DOCUMENT
Starting point is 00:02:40 Just static silence. Years went by like that. Then, one night, when I was about 23 or 24, I was at my grandfather's house on the other side of the country. Everyone was asleep, and I couldn't. So I got on my laptop and started digging deep, like the kind of internet rabbit hole where you forget to blink. This time, I hit something. There it was. A news article from 2012.
Starting point is 00:03:10 Human remains, long unidentified, had been matched to my father, Douglas Siskowski, and his new wife at the time, Candice Walsh. The police had been holding on to the remains for third. 13 years, not knowing who they belonged to. And who was the killer? Robert Ben Rhodes. This was when my whole understanding of my life split wide open. At the height of his killing spree, Rhodes was snatching women off the highways, torturing them in his mobile dungeon, and dumping their bodies wherever he pleased. Some experts say he might have averaged three women a month. Think about that. Three lives snuffed out every single month. And my first father just happened to be in the wrong place at the wrong time. Once I learned the truth,
Starting point is 00:03:56 I couldn't stop myself from trying to learn more about Doug. Turns out he'd been kind of a legend in the skateboarding world. I found old skate magazines where he'd placed third in an amateur freestyle competition in Vancouver, Canada. This was in 1986, the same year I was born, just two months before my birthday. Even crazier. He was friends with Rodney Mullen, the Rodney Mullen, the godfather of street skating, inventor of tricks like the kickflip and the Casper Slide. Doug even had a cameo in a 1986 skate video called Radical Moves, which also featured a young Tony Hawk before he was a household name. There's a clip on YouTube. Seeing him move on that board was surreal. Like I was watching a ghost. Fast forward a few years.

ACTIONS TO TAKE
1. In the transcript about the narrator's father, who does the narrator name as the killer?
2. Decide whether each statement agrees with the transcript about the narrator's father. Answer yes or no for each, and quote the words from the transcript that settle it.
(a) The narrator found the news article while staying at a grandfather's house.
(b) The remains were matched to Douglas Siskowski and his brother.
(c) The skate video Radical Moves came out in 1986.
3. Continue the transcript about the narrator's father, starting right after its last sentence.

STORED DATA
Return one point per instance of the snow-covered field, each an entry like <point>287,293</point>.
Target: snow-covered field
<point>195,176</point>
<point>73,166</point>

IN RESPONSE
1. Robert Ben Rhodes.

2.
(a) Yes: "I was at my grandfather's house on the other side of the country."
(b) No: "matched to my father, Douglas Siskowski, and his new wife at the time, Candice Walsh."
(c) Yes: "a 1986 skate video called Radical Moves"

3.
Starting point is 00:04:47 I'm older, married, with a daughter of my own. The curiosity. about my roots never went away. So, like any stubborn millennial with Wi-Fi, I became an amateur detective. I tracked down Doug's parents, my grandparents, as well as his two brothers. I called the grandparents first. They thought I was some kind of scammer trying to pull a fast one. Nice try, they said. Click. Strike one. Then I found one of the brother's phone numbers. Called him up. Same story, didn't believe me, didn't want anything to do with it. Strike 2. The second brother was harder to track down.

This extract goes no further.